▶ WHAT YOU NEED TO DO
Print the entries below unchanged, from the first one through the line containing "38], [373, 47]]", and nothing more.

▶ MATERIAL
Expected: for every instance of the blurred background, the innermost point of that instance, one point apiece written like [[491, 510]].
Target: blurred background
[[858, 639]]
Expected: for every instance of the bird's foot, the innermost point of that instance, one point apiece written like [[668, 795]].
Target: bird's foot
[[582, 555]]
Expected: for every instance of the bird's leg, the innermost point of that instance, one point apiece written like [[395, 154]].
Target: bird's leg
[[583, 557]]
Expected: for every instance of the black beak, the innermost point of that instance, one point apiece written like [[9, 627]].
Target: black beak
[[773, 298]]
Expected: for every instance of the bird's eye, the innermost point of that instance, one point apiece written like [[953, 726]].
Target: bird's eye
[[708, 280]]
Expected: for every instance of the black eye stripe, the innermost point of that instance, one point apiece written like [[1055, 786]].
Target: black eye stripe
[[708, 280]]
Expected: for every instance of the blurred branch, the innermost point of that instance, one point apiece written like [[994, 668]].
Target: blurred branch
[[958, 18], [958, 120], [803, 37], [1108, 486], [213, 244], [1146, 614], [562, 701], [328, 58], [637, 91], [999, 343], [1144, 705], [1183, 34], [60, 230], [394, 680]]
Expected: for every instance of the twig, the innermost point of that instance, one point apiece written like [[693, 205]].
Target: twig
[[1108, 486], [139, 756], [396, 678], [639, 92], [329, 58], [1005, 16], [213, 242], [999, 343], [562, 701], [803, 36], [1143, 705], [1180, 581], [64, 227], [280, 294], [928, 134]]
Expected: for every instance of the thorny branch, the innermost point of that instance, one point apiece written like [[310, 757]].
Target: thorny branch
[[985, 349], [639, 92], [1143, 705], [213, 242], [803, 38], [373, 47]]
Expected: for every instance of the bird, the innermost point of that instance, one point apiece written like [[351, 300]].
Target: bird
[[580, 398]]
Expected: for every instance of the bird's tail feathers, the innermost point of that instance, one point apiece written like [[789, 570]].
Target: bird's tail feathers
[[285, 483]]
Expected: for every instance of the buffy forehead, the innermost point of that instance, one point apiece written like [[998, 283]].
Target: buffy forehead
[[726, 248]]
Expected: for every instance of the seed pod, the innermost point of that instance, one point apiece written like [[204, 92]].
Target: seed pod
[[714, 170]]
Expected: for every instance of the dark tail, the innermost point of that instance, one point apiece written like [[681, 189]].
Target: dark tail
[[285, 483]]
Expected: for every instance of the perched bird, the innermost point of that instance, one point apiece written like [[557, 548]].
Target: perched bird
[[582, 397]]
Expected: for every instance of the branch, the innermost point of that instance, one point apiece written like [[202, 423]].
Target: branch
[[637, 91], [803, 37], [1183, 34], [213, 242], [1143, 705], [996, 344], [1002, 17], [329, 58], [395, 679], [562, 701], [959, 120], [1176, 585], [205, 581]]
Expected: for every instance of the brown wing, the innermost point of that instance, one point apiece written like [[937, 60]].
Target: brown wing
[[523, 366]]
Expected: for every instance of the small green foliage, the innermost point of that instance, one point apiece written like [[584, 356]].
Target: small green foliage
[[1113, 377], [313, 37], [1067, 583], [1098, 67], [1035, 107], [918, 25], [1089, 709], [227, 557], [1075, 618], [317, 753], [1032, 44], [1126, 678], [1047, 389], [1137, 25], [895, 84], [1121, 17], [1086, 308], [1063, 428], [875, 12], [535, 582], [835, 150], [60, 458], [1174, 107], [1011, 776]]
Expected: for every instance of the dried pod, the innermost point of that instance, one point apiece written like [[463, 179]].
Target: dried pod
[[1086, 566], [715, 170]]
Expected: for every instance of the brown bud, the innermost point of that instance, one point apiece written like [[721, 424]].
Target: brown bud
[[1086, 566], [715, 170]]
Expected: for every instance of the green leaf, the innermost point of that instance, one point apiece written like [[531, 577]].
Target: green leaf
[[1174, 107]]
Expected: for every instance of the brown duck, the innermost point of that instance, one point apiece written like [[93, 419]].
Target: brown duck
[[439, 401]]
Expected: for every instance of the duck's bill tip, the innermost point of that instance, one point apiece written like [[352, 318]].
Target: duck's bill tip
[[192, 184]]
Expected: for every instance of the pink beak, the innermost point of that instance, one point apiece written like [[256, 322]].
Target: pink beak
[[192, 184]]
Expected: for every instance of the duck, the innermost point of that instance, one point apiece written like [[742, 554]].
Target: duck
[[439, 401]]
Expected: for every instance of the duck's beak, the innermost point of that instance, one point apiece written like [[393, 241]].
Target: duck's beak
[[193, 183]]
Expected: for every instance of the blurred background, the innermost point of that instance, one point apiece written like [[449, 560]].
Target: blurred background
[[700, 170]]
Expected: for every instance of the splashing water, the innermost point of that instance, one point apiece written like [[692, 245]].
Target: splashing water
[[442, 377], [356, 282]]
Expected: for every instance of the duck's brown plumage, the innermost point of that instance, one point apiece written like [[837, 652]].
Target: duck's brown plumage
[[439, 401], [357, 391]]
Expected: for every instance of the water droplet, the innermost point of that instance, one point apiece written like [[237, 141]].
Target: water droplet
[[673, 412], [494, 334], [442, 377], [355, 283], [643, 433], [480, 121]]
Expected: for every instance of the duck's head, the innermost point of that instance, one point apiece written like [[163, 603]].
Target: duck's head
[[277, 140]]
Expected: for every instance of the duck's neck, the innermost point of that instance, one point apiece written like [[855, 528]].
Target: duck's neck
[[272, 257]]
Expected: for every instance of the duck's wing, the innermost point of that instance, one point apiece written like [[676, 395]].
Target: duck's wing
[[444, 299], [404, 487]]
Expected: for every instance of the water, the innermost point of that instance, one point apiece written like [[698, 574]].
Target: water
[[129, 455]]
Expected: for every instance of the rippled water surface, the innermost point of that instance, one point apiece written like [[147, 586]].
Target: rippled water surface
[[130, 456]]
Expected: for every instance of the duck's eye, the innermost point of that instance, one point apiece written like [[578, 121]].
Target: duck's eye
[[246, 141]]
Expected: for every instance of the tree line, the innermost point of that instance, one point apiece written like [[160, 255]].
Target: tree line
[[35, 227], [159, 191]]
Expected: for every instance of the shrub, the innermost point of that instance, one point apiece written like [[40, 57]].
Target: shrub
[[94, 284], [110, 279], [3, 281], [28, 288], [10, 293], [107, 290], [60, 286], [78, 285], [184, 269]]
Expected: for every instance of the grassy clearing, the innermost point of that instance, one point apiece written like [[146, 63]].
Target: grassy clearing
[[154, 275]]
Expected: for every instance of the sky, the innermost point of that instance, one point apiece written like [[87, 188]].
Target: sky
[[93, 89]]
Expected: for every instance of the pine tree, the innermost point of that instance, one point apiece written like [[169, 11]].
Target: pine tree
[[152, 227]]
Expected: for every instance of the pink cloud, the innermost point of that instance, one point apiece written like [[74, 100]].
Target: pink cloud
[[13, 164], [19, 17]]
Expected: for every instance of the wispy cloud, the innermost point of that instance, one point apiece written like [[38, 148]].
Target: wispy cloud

▶ COMPLETE ANSWER
Expected: for every instance of the blurred background, the innermost point of that instance, one point apiece written like [[491, 510]].
Target: blurred background
[[858, 639]]
Expected: for every instance of the bird's foot, the innermost point of that instance, one point apiece written like [[668, 795]].
Target: bird's foot
[[582, 555]]
Expected: for every instance of the bird's leg, the innermost point of that instance, one point apiece written like [[395, 154]].
Target: bird's leg
[[583, 557]]
Expected: for every instance of the black beak, the innermost point of that instance, one point apiece written like [[9, 627]].
Target: black beak
[[773, 298]]
Expected: for every instance of the bird's eye, the innermost point of that instance, one point apiece written like [[953, 726]].
Target: bird's eye
[[708, 280]]
Expected: for every instance of the black eye stripe, the innermost point of that instance, one point apiece written like [[1055, 786]].
Target: black eye stripe
[[708, 280]]
Expected: for every instance of the blurred branch, the innermost point of that instance, one point apiece written like [[994, 668]].
Target: blurred branch
[[958, 18], [958, 120], [803, 37], [1108, 486], [213, 244], [1146, 614], [562, 701], [328, 58], [637, 91], [999, 343], [1144, 705], [1183, 34], [60, 230], [394, 680]]
Expected: for every instance of the twig, the innermost point of that instance, one point apiece written like [[693, 205]].
Target: twig
[[1108, 486], [139, 756], [396, 678], [639, 92], [329, 58], [1005, 16], [213, 242], [999, 343], [562, 701], [803, 36], [1143, 705], [1180, 581], [64, 227], [280, 294], [928, 134]]
Expected: for every instance of the thorny branch, the innermost point of that instance, one point apiece written like [[310, 757]].
Target: thorny branch
[[985, 349], [639, 92], [1143, 705], [213, 242], [803, 38], [373, 47]]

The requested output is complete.